# DIY Background



## Malawi_Junkie (Nov 26, 2009)

So I started my DIY backgroumd here are some pics
Not exactly what I was going for But it is growing on me. In my minds eye I was attempting to simulate a Back to nature rockscape. 1st try
would like some feed back









Styrofoam sheets siliconed together








4 sheets thick








first panel








































































After first coat of concrete
Keep in mind this bad boy is 8ft Long, This middle section is 5 ft +. I also plan on making 3 more modules. 2 modules will be attached to bottom of tank and the 3rd will be suspended from top divider glass
What do you guys think?
Does it look too manufactured


----------



## jeremy1 (Sep 1, 2009)

man that looks good =D> what did you use to carve the styro?i've been wanting to try one but i'm so not artistic.i really like what you've got.


----------



## clgkag (Mar 22, 2008)

Looks great!


----------



## Malawi_Junkie (Nov 26, 2009)

It was really pretty simple! I just used a soldering gun and attached some wire stripped out of a peice of romex to make a bendable tip, works really well the tip can be shaped and bent to whatever shape u desire. Then I used a dry-wall jab saw and a hacksaw blade with a duct tape handle. You could easily do this with-out the soldering gun but it was alot less messy. After I Carved the stones I used a torch to melt and shrink the styrofoam for texture. Don't be afraid, very simple! I free handed this one. It's not really what I had invisioned but it is only my first attempt and it's growing on me. We'll see after coloring is finished whether or not I use this one. Caution this is a very messy project, but alot of fun.

EXCERPTED DATA:
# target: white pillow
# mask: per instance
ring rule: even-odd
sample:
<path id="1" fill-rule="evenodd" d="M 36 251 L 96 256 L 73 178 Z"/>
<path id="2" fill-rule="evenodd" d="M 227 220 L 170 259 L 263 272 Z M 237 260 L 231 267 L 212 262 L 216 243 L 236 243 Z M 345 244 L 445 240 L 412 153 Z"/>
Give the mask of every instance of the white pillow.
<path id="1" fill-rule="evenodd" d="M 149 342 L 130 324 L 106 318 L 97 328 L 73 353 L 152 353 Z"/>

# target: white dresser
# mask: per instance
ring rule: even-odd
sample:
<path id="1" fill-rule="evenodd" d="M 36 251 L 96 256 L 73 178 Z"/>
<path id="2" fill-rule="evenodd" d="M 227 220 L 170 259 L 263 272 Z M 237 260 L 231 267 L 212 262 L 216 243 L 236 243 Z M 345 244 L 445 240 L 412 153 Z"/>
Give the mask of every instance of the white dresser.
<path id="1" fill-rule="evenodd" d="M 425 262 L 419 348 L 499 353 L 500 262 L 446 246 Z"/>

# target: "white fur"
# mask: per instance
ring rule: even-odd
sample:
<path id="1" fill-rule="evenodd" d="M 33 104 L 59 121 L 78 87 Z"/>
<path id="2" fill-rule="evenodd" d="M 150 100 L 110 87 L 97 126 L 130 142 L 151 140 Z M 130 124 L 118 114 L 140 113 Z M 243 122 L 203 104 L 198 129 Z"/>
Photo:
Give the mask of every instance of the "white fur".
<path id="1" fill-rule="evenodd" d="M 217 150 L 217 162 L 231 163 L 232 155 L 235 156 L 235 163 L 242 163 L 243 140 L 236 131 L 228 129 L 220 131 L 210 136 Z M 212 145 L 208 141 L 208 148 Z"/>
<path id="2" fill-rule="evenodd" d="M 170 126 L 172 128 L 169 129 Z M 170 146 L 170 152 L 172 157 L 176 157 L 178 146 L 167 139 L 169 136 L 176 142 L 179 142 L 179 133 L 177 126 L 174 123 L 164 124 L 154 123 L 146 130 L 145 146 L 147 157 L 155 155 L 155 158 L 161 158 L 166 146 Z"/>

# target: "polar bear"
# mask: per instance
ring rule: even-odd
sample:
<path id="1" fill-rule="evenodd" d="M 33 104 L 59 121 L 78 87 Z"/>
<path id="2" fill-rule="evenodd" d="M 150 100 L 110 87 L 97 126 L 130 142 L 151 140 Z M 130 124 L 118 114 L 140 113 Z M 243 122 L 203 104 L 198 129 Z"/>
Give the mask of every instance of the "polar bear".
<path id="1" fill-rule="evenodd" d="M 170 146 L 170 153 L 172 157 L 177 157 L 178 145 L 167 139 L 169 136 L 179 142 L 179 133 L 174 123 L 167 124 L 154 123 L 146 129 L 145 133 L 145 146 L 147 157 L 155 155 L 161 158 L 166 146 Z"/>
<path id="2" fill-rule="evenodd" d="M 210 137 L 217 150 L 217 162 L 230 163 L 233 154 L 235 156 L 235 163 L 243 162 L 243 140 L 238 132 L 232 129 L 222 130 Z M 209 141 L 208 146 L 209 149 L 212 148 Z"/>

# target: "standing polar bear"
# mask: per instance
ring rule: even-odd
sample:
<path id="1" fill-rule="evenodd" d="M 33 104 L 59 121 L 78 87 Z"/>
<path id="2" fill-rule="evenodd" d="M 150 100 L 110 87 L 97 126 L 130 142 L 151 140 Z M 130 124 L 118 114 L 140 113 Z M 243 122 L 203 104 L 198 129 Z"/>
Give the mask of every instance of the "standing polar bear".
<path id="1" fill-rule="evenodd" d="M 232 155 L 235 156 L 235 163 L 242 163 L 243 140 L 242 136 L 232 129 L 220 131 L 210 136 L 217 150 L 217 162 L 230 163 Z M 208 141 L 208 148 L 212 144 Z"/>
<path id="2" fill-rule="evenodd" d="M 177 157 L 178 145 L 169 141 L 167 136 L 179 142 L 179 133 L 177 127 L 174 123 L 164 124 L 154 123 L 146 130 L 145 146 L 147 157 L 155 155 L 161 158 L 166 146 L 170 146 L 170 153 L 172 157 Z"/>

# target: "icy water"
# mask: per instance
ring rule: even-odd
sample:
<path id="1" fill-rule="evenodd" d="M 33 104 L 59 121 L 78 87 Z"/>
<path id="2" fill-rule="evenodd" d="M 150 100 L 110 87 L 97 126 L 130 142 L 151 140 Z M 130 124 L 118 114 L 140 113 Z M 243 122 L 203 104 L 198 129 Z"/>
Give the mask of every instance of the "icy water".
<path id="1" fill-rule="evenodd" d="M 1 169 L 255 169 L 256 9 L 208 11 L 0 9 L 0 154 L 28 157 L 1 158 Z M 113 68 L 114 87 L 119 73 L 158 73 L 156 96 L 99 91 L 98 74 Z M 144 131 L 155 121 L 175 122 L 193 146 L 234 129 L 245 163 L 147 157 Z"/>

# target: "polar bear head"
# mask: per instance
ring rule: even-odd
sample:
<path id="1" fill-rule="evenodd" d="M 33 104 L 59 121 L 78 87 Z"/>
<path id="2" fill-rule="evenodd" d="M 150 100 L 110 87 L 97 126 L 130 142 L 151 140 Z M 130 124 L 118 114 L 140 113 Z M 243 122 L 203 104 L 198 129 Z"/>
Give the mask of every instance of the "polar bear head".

TASK INSTRUCTIONS:
1. List the usernames of everyone who posted in the DIY background thread.
2. In the DIY background thread, write out everything from "## jeremy1 (Sep" down to "Looks great!", changing "styro" to "foam".
Nothing in the entries is needed here.

ANSWERS TO THE EXERCISE:
1. Malawi_Junkie, jeremy1, clgkag

2.
## jeremy1 (Sep 1, 2009)

man that looks good =D> what did you use to carve the foam?i've been wanting to try one but i'm so not artistic.i really like what you've got.


----------



## clgkag (Mar 22, 2008)

Looks great!